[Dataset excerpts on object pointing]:
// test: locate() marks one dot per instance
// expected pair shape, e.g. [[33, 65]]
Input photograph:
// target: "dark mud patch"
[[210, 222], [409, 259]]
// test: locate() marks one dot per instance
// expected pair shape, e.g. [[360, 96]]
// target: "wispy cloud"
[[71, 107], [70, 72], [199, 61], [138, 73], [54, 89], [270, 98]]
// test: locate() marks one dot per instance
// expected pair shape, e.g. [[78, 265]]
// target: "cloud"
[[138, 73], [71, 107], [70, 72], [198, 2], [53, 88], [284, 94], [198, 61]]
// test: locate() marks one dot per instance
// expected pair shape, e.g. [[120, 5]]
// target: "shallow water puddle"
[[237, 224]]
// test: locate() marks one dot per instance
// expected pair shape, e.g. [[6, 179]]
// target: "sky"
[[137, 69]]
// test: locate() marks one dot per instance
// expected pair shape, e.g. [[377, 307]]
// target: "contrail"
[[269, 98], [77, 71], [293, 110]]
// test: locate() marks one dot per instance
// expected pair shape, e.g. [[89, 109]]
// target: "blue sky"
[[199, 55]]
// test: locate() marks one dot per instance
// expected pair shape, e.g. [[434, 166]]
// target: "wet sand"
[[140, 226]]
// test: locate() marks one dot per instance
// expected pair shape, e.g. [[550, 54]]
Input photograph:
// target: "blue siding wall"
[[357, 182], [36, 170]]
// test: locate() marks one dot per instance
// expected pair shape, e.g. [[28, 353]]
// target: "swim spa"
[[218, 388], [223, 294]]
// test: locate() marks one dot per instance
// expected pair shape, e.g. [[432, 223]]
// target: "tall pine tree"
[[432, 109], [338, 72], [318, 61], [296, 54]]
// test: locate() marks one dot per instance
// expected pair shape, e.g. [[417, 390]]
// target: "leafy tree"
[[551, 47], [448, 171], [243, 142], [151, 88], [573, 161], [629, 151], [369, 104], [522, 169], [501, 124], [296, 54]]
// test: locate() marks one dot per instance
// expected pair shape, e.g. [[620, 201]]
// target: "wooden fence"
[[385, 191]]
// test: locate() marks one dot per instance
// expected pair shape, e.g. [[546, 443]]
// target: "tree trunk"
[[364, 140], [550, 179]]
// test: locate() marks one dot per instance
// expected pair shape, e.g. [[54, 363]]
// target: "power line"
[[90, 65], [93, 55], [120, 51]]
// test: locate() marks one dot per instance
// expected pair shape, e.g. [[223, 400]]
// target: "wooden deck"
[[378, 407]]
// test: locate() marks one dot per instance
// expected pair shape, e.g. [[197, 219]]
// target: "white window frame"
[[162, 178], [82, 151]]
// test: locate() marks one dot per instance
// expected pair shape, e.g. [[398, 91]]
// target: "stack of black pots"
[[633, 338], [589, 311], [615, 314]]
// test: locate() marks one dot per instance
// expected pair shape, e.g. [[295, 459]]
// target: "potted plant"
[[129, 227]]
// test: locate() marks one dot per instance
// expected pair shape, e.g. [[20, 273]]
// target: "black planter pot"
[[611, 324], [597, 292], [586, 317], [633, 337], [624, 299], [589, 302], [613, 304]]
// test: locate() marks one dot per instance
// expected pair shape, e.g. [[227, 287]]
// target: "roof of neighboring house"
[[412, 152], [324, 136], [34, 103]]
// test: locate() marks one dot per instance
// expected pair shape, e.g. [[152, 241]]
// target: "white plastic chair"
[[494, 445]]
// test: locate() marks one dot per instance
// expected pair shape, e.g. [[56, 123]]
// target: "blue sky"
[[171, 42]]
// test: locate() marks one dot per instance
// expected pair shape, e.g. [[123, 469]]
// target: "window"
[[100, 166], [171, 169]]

[STATED TASK]:
Copy out everything from the start of the records down to the line containing "[[218, 388], [223, 294]]", with both ends included.

[PROBLEM SOLUTION]:
// test: locate() marks one dot per instance
// expected pair shape, e.g. [[33, 65]]
Input photograph:
// target: "dark mud patch"
[[210, 222], [409, 259]]
// test: locate() marks one dot per instance
// expected pair shape, e.g. [[360, 96]]
// target: "wispy cloud"
[[71, 107], [70, 72], [199, 61], [138, 73], [54, 89], [270, 98]]
// test: locate() marks one dot per instance
// expected pair shape, e.g. [[78, 265]]
// target: "cloud"
[[138, 73], [71, 107], [70, 72], [198, 2], [53, 88], [284, 94], [198, 61]]
// test: locate() marks one dot per instance
// expected pair shape, e.g. [[120, 5]]
// target: "shallow water puddle"
[[237, 224]]
// test: locate() marks one dot per instance
// expected pair shape, e.g. [[6, 179]]
// target: "sky"
[[137, 69]]
// test: locate() marks one dot per instance
// expected pair shape, e.g. [[377, 307]]
// target: "contrail"
[[269, 98], [77, 71], [293, 110]]
// test: locate() marks one dot per instance
// expected pair shape, e.g. [[89, 109]]
// target: "blue sky"
[[199, 55]]
// test: locate() marks one dot per instance
// expected pair shape, e.g. [[434, 166]]
// target: "wet sand"
[[140, 226]]
// test: locate() marks one dot per instance
// expected pair shape, e.g. [[550, 54]]
Input photograph:
// target: "blue siding wall"
[[357, 182], [36, 170]]
// test: locate() marks one dot per instance
// expected pair shape, e.g. [[28, 353]]
// target: "swim spa"
[[218, 388], [223, 294]]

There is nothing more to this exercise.